# Start of Provided entries

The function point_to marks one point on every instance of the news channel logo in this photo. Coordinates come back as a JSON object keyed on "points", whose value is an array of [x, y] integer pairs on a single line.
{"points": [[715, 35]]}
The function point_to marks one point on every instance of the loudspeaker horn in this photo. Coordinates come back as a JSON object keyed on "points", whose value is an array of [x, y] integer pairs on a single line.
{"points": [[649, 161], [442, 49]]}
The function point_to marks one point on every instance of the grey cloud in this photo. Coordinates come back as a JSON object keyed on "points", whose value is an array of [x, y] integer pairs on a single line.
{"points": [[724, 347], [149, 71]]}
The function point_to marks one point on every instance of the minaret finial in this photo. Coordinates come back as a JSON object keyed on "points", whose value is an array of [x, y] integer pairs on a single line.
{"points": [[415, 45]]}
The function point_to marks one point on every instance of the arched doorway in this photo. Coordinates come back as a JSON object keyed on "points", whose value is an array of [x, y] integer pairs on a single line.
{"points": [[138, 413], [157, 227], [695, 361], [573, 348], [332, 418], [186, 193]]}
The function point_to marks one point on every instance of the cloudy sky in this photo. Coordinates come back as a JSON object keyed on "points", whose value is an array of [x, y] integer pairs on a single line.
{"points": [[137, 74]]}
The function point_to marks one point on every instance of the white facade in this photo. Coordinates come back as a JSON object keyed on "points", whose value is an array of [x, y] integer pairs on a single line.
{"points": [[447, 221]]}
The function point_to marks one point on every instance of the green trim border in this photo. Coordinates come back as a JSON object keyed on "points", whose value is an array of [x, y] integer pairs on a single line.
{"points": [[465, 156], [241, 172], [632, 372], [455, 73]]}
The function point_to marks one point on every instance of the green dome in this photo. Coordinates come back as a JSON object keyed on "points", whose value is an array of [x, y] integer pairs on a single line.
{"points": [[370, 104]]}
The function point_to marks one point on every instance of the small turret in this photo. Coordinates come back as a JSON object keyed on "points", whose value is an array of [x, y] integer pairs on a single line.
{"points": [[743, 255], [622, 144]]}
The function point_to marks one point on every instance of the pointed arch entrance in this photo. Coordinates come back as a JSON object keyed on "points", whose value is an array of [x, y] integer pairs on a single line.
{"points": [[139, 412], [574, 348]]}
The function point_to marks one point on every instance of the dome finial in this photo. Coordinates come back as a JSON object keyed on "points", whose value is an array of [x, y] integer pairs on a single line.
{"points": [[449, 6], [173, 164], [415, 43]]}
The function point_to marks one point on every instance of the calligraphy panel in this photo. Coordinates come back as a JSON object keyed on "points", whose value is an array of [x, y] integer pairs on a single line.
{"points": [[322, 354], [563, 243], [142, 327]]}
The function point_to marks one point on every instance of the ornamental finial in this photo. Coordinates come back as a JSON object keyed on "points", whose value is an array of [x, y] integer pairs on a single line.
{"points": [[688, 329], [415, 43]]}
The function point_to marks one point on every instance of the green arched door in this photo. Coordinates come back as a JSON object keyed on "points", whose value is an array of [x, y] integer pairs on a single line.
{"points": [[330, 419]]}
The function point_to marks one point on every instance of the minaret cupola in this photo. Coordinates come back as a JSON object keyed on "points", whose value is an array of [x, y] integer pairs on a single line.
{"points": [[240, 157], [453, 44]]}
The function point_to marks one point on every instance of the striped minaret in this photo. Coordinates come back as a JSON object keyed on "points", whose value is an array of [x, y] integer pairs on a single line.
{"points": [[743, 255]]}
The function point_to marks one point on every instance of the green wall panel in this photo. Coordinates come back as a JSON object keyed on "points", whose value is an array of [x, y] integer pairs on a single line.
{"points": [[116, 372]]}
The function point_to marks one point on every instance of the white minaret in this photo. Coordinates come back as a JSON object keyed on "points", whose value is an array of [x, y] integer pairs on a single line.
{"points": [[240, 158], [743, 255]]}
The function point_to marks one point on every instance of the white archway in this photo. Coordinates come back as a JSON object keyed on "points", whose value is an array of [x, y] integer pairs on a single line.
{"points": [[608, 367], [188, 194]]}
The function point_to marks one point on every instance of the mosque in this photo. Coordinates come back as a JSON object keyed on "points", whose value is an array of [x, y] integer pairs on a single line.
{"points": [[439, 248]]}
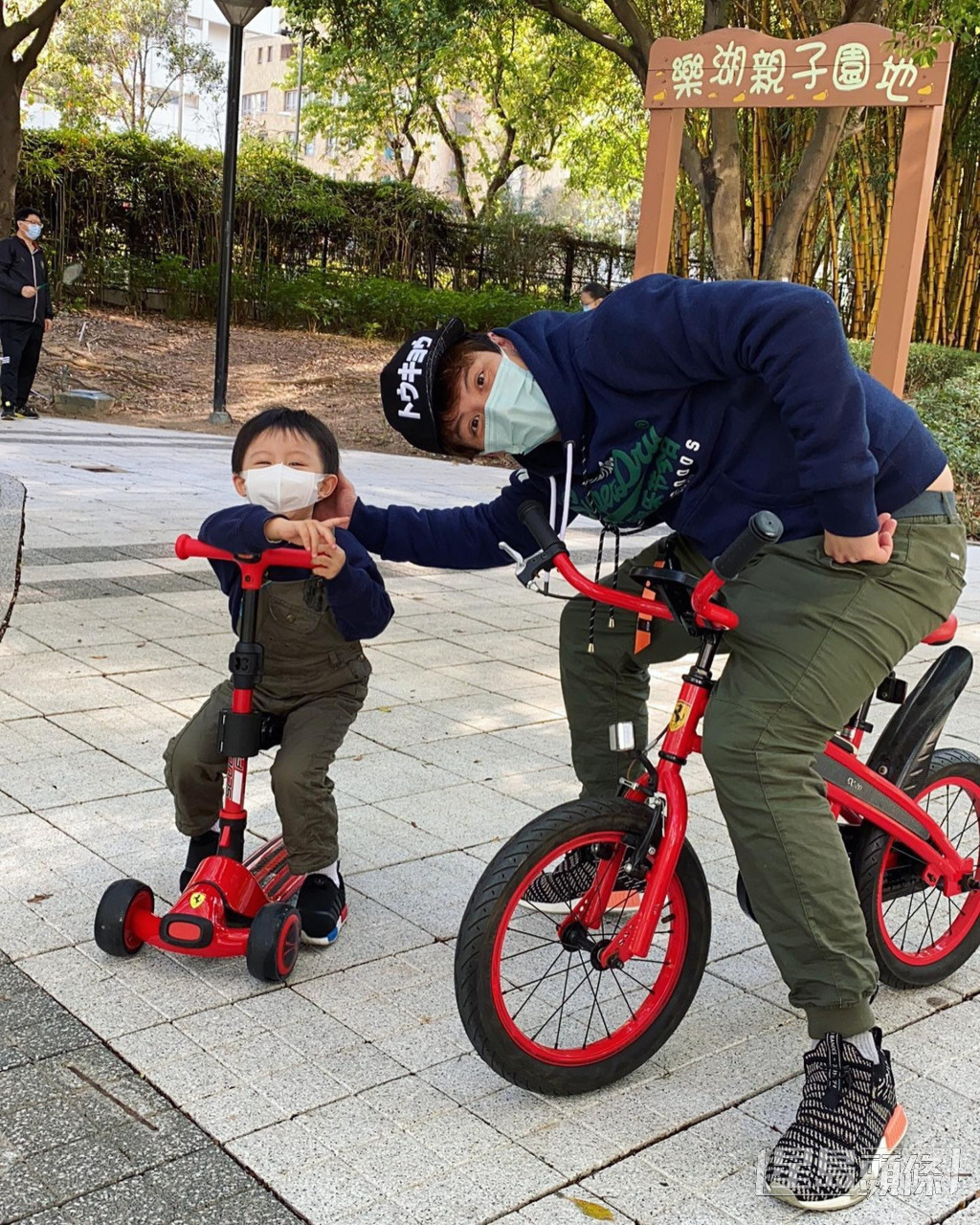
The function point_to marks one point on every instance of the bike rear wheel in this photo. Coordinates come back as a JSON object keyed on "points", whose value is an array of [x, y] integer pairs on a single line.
{"points": [[546, 1015], [918, 935]]}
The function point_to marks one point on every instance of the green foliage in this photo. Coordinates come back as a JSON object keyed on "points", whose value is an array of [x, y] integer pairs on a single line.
{"points": [[99, 62], [380, 306], [394, 78], [950, 413], [944, 385], [928, 364]]}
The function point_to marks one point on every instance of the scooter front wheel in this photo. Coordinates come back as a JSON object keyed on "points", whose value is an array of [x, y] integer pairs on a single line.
{"points": [[121, 902], [537, 1002], [274, 942]]}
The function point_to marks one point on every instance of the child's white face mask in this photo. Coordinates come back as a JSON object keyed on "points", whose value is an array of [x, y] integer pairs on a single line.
{"points": [[282, 489]]}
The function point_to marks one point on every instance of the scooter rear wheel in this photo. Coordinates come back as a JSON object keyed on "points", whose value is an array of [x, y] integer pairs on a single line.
{"points": [[114, 931], [274, 942]]}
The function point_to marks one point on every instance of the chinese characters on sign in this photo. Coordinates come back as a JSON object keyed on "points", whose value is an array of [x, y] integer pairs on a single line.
{"points": [[740, 68]]}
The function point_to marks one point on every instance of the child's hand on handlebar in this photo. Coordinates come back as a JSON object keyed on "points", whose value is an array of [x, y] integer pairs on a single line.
{"points": [[306, 533], [876, 547]]}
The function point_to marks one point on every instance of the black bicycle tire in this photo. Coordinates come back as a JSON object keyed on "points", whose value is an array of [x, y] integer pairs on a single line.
{"points": [[867, 866], [478, 931]]}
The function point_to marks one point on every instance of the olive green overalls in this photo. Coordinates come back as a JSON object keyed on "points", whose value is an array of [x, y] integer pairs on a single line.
{"points": [[318, 682]]}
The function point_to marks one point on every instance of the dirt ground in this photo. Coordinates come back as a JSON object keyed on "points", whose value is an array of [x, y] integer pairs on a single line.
{"points": [[162, 372]]}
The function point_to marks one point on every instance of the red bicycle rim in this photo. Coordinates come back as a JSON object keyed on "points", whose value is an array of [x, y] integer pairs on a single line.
{"points": [[625, 980], [923, 927]]}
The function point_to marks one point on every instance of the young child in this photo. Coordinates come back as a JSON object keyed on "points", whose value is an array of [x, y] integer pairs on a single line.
{"points": [[315, 673]]}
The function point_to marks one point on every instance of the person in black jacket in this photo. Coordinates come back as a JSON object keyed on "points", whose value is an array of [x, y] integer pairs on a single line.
{"points": [[25, 313]]}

# End of Provided entries

Rewrite all of the data above as a numbered list with one item per line, skipping any blank lines. Include no images in your answer.

1. The function point_to marks one point on every instance of the news channel logo in this photo. Coordinates come back as a JSON object keyed on "points", whose value is an array of [x, y] integer pairs on a single line.
2. {"points": [[715, 35]]}
3. The function point_to marks one point on every instance of the loudspeaker horn in this photo. Coordinates come back as a JSON object keyed on "points", whose value is an array of [x, y] integer pairs on a single line.
4. {"points": [[649, 161], [442, 49]]}
5. The function point_to marks one point on every instance of the grey cloud in this photo. Coordinates come back as a JSON object keyed on "points", whose value is an array of [x, y] integer pairs on a single line.
6. {"points": [[724, 347], [149, 71]]}
7. The function point_to marks one point on every instance of the minaret finial in this photo. Coordinates come back as a JSON object keyed on "points", whose value is an array of [x, y] integer pairs on a single line.
8. {"points": [[415, 45]]}
9. The function point_to marks one point on every instance of the arched doorway in this photo. Coordinates come back as a JSON object keyed on "points", whose value is an array of [x, y] integer pairs on a single line.
10. {"points": [[138, 413], [157, 227], [695, 361], [573, 348], [332, 418], [186, 193]]}
11. The function point_to marks one point on every instance of the cloudy sky in this photo. Coordinates come back as a JSON object keyed on "points", whose value is an array of [x, y] integer pairs on a single line.
12. {"points": [[137, 74]]}
13. The function point_to marks one point on every instance of the white facade in this photo. Coordinates come back as a JSON object keyed on "points", whose value is an array of [x, y] integer pairs on a single line.
14. {"points": [[447, 221]]}
15. The function point_to marks one point on every instance of the green trim border in this photo. Coordinates come back as a JSON object keyed on "points", whose value is an array of [x, y] integer pairs on a single line.
16. {"points": [[465, 156], [241, 172], [632, 372], [455, 73]]}
17. The function point_to marks one point on every instance of the green dome in this photo. Coordinates come back as a JSON object keyed on "points", whose value is an array of [x, y] integer pairs on a single line.
18. {"points": [[370, 104]]}
19. The function point_to marks one point on every instance of the small turret in this photo. Coordinates come back as a JSON object keyed on "points", whose value is an array of [x, y] integer pairs on a single line.
20. {"points": [[743, 255], [622, 144]]}
21. The function point_to marks one point on every instance of the pointed arch entrance in this photo. Coordinates come back as a JSON object keyed on "points", whose value is an array of [x, y] integer pairs on a single line.
22. {"points": [[139, 412], [574, 348]]}
23. The function point_to marks one point on every instance of the dome finial in this photo. Coordinates come back as a JSON object keyed on "points", whose value is an array of [x, y] integer pairs on a single line.
24. {"points": [[449, 6], [173, 164], [415, 43]]}
25. The function point_to marks one point on every instance of the calligraphy panel in this photo. Coordinates come back as a JSON object keyed on "points", whose value is an array of [x, y] integer pairs on a single line.
26. {"points": [[322, 354], [563, 243], [142, 327]]}
27. The function point_to marks one point on every instance of the ornamental finial in this photo. Coordinates come back as a JSON object keyed on "points", whose value is an array of [x, y] integer pairs on a single line.
28. {"points": [[688, 329], [415, 43]]}
29. The function point_to marks one point on every instance of the green arched door in this photo. Coordinates come back as a JSON object keyed on "points", whose value is an array of [x, y] integer pairs on a single line.
30. {"points": [[330, 419]]}
31. The function point_to marks one point on every instance of the minaret cupola in this photo. Coordinates come back as a JSON object keyed on "points", whose value is an array of [x, y] integer pairs on a single line.
32. {"points": [[240, 157], [453, 44]]}
33. The function point_to marks one point on every instance of the striped minaret in this photo. Coordinates come back as a JSON object keyed on "points", whose value is an array of [x, y] integer pairs on a single line.
34. {"points": [[743, 255]]}
35. The function point_to marks one point on every instance of the green wall panel in this photo. Coordinates come back as a JSON object keyed on "points", whose value is an array of [x, y] integer pairs on a single line.
36. {"points": [[116, 372]]}
37. The function point_to marks one point on every instance of the white minaret in this photo. Coordinates come back as a JSON object keyed on "points", whose value is an array of [x, y] integer pairs on a single line.
38. {"points": [[240, 158], [743, 255]]}
39. The function point_to marks one point on every instance of the white archway in this photo. Coordinates come back as a JSON object keyed on "points", whose value is an array of [x, y] integer pairs on a single line.
40. {"points": [[608, 367], [188, 194]]}
41. The function point_to marks one point on every instance of the mosque in this photo. Coordinates come back as a JSON object keyed on "points", whose value is an array of [x, y] integer pairs on a single line.
42. {"points": [[439, 248]]}
43. The function point_to marks one point on every instance of the bike rear wheel in this photo. Coordinates come back as a JSON object keyed on "points", whose value is an array of [x, y] integer pairs on a single line.
44. {"points": [[546, 1015], [918, 935]]}
45. The function point_to marks one point on every instance of the green foliage in this photo. Coordinates come back as a JSON object keyed on "points", whose value is an array of [x, y] integer pairs on a single line.
46. {"points": [[99, 62], [380, 306], [394, 78], [950, 413], [944, 385], [928, 364]]}
47. The function point_to marks one point on every instance of the scooter front wheel in this photo. Coordinates come back as a JSON object keyed on "points", whose value is an array of [x, y] integer pairs on a single line.
48. {"points": [[121, 902], [537, 1002], [274, 942]]}
49. The function point_to marks one point on every instance of the child's white face mask in this photo. Coordinates come back as a JSON object keyed on "points", whose value is an array of [x, y] integer pairs on a single line.
50. {"points": [[282, 489]]}
51. The function point_to marks one point on every instance of the scooter rear wheel in this photo. Coordinates come back as a JSON object keyed on "points", whose value is an array of [x, y] integer pairs on a single line.
52. {"points": [[114, 931], [274, 942]]}
53. The function point_to marks one point on every instance of the chinese characters on sign in this photo. Coordinates come back as a JSON object keyed on "points", whose value is an array of [x, y] integer pairs on a single line.
54. {"points": [[740, 68]]}
55. The function point_to marks one point on every instance of the child's hand on handlebar in this photo. Coordinates come back as a JSON object keyed on "points", whose value is an array of [x, y] integer pairs on a single line.
56. {"points": [[306, 533], [876, 547]]}
57. The function point_to marks one point on every instance of the black bicycle tire in this photo. Coordinates come back as a JSON object keyed on "points", whose value is an array of [x, y] integer pairs on a single line.
58. {"points": [[867, 866], [478, 931]]}
59. The function point_to marks one point on every instance of the olive green overalls in this photo. Coordinates come back as a JSON object keyed on "points", whose value is an array of [x, y] integer pairs on a single line.
60. {"points": [[318, 682]]}
61. The function point_to marks one point on every instance of the dirt ground in this photo. Coordinates come back as a JSON object keyed on "points", whose value is an array of [x, y] integer pairs on a single line.
62. {"points": [[162, 372]]}
63. The function point_to marks one point on every instance of the red bicycle rim in this photo. Coordinates come back as a JSON object keyed on "points", whose value is an array of [x, y] integer pairs on a single line.
64. {"points": [[625, 980], [923, 927]]}
65. The function point_to marks one point on every instance of the young child in this photo. Coordinates come back as a JSON object keyed on "points", whose value is an array of [x, y] integer pairs on a single line.
66. {"points": [[315, 673]]}
67. The function point_to marks one point on every instance of the person in black jacket in this photo. Coordinates come back as a JSON object keyed on "points", whose value is an array of [x, y] integer pairs on a single line.
68. {"points": [[25, 313]]}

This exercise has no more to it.